Source document
* * * * * * * * *
There was always music in the house. As Eric recalls, ”Dad would constantly have Ed Beach and really nice jazz programs on, all day and night. I think that part of it was that Dad made it so much fun when we kids watched him play there in front of us, because he’d turn up the radio and drum to jazz.” Chris agrees, “Someone was always rehearsing at the house and that both parents were so tolerant of that made it conducive.” Indeed, Dorothy took advantage of the mayhem to operate the family “time-saving devices.”

It was not the plan to all be drummers. The eldest, Chris played trumpet, but still set the pace on the kit, with Eric—after messing around with woodwinds and guitar—in hot pursuit. Tony went for harmonica and guitar, however, learning Paul Butterfield licks note for note, even playing his first gig with Chris’ band. “But then I kept gravitating to the drums; I couldn’t resist. Basically, the drums kept calling me. Then one day, I smashed my guitar and lost my harmonica collection. So I just got serious about the drums.”
* * * * * * * * *
Source material
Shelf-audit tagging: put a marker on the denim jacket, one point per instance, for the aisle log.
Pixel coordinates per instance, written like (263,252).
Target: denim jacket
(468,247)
* * * * * * * * *
Exercise task
Name every person identified by name in the text on the family's musical upbringing.

Output of the exercise
Eric, Ed Beach, Chris, Dorothy, Tony, Paul Butterfield